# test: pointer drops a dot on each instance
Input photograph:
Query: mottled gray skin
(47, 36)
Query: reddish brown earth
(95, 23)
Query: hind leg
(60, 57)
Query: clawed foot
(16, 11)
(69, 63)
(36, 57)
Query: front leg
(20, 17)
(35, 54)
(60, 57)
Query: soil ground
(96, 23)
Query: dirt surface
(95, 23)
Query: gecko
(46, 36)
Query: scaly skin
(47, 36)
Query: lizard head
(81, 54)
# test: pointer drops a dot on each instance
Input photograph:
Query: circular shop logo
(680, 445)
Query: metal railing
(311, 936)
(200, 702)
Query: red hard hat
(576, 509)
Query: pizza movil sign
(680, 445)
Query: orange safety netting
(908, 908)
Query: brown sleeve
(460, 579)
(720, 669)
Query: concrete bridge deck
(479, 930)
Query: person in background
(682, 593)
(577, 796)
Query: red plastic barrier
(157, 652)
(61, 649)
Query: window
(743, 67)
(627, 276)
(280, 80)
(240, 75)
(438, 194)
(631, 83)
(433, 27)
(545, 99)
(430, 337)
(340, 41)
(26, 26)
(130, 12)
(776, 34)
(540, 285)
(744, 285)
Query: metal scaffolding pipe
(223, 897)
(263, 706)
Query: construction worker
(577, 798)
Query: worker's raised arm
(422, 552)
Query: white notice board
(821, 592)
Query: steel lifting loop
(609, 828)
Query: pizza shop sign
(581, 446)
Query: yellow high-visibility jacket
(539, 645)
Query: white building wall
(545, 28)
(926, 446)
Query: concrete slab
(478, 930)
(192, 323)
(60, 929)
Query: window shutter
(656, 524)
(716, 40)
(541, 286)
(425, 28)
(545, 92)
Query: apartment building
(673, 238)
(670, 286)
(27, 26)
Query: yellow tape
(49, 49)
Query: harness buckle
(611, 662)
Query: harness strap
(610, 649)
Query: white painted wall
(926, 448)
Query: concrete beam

——————

The data must be given again in full. Keep every line identical.

# test: pointer drops a dot on each instance
Input photograph:
Query: mottled gray skin
(47, 36)
Query: reddish brown earth
(95, 23)
Query: hind leg
(60, 57)
Query: clawed foot
(16, 11)
(69, 63)
(36, 57)
Query: front leg
(20, 17)
(35, 54)
(60, 57)
Query: soil ground
(96, 23)
Query: dirt surface
(95, 23)
Query: gecko
(46, 36)
Query: scaly skin
(47, 36)
Query: lizard head
(81, 54)
# test: pointer drops a dot on each instance
Input photograph:
Query: circular shop logo
(680, 445)
Query: metal railing
(311, 936)
(200, 702)
Query: red hard hat
(576, 509)
Query: pizza movil sign
(680, 445)
Query: orange safety netting
(908, 908)
Query: brown sleeve
(460, 579)
(720, 669)
Query: concrete bridge deck
(479, 930)
Query: person in background
(682, 593)
(577, 796)
Query: red plastic barrier
(157, 652)
(61, 649)
Query: window
(743, 67)
(627, 276)
(280, 80)
(240, 75)
(438, 194)
(631, 83)
(433, 27)
(545, 99)
(430, 337)
(340, 41)
(26, 26)
(130, 12)
(776, 34)
(540, 285)
(744, 285)
Query: metal scaffolding pipe
(223, 897)
(263, 706)
Query: construction worker
(577, 798)
Query: worker's raised arm
(422, 552)
Query: white notice board
(821, 592)
Query: steel lifting loop
(609, 828)
Query: pizza shop sign
(581, 446)
Query: yellow high-visibility jacket
(539, 645)
Query: white building wall
(545, 28)
(926, 446)
Query: concrete slab
(478, 930)
(192, 323)
(60, 929)
Query: window shutter
(656, 524)
(716, 40)
(541, 286)
(425, 28)
(545, 92)
Query: apartment building
(673, 238)
(670, 286)
(27, 26)
Query: yellow tape
(49, 49)
Query: harness buckle
(611, 662)
Query: harness strap
(610, 649)
Query: white painted wall
(926, 448)
Query: concrete beam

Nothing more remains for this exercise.